_EXCERPTED TEXT_:
>>>

Monday, September 24, 2012

Garden gifts: Heirloom tomatoes and a special tomato tart

This weekend, we picked close to the last of the tomatoes, some butternut squash, an eggplant, a couple of bulbs of celeriac and some peppers (hot and sweet).  While the crisp air lent itself to a wonderful bike ride down the Harlem Valley Rail trail, I couldn't help but be sad that the days of harvesting a portion of dinner straight from the garden are almost over for the season.  Our own tomatoes in particular have been so wonderful - heirloom and bursting with flavor.  We've enjoyed them in salads with mozzarella or burrata, slow roasted with a drizzle of olive oil and some slivers of garlic, and most recently, in a wonderful, fresh tart.  I had high hopes of canning and preserving some of the flavor of summer - but alas, we were so excited to eat as we went, we left nothing behind.

<<<

_RECORDS SUPPLIED_:
>>>

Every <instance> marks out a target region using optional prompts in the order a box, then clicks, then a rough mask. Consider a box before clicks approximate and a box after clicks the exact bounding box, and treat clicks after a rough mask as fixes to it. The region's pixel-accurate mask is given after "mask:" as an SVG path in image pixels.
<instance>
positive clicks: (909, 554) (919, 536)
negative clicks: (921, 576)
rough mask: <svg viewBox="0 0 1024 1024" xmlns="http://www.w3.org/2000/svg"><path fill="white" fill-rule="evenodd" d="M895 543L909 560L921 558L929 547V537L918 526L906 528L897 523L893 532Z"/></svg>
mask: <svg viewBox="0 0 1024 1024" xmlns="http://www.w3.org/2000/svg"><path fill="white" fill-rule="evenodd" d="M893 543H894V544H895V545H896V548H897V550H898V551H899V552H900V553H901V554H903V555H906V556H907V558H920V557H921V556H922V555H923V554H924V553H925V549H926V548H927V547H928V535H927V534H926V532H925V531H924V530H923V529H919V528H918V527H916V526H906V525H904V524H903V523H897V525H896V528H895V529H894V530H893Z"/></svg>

<<<

Pick up the blog post about the end-of-season tomato harvest after its last sentence and keep writing it.

_RESPONSE BOX_:
The idea behind the recipe started here.  But the free-form shape was tricky and the dough a little too loose to be easily worked with.  Some poking around churned up this and the dough was lovely and a keeper.  Similar to the first recipe, I grated a semi-hard cow's milk cheese onto the unbaked prepared crust that I placed into a removable bottom fluted tart pan, and then used a mixture of multi-colored heirloom cherry tomatoes and the most wonderful currant tomatoes to fill the tart.  The cherry tomatoes were fine mostly cut in half (larger ones quartered) and the currant tomatoes were left whole (if you can find some, buy them - they are bursting with flavor and so unusual to look at).  The result?  A wonderfully flavorful roasted tomato tart that was as beautiful to look at as delicious.  It was a treat to explore a new way to savor the last tomatoes of summer.

Tomato Tart (adapted from Harvest to Heat)

Homemade tart dough, try this one (or in a pinch, use defrosted puff pastry blind baked for 20 minutes at 400°)
1 pint tomatoes cut into halves or quarters as necessary (multi colored cherry and currant make a beautiful presentation)
1/3 pound semi hard cow's milk cheese, grated (love this one)
Sea salt and freshly ground black pepper
Olive oil, for drizzling
Fresh herbs (basil, chive - oregano also would be nice)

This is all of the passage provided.